• **TASK OBJECTIVE**
Find every line in the records that contains the word "metal" and copy each one. Case counts.

• **MATERIAL FOR THIS TASK**
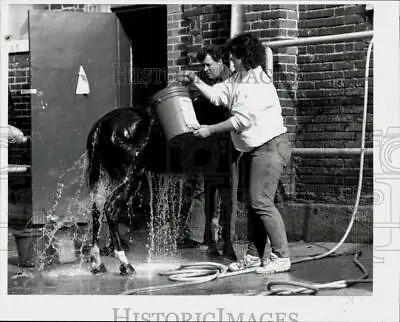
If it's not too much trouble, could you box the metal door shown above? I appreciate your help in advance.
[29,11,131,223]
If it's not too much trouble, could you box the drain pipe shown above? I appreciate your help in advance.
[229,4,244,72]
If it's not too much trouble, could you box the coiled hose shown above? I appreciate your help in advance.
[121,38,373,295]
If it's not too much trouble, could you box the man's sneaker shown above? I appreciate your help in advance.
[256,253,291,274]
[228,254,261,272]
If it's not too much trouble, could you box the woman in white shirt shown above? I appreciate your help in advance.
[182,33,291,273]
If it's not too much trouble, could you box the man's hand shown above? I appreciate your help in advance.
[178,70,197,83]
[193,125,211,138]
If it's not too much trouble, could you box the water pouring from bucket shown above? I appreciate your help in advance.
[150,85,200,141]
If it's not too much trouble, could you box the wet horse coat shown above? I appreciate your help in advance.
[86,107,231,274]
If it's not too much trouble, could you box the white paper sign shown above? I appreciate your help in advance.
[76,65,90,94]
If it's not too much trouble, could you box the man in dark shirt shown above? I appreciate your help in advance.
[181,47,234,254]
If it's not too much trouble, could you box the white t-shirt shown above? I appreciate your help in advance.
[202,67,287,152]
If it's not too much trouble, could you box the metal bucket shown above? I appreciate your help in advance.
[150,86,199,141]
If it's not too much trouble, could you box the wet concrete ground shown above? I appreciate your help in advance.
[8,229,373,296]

• **SOLUTION FOR THIS EXERCISE**
If it's not too much trouble, could you box the metal door shown above? I appreciate your help in advance.
If it's not too much trouble, could you box the metal bucket shown above? I appreciate your help in advance.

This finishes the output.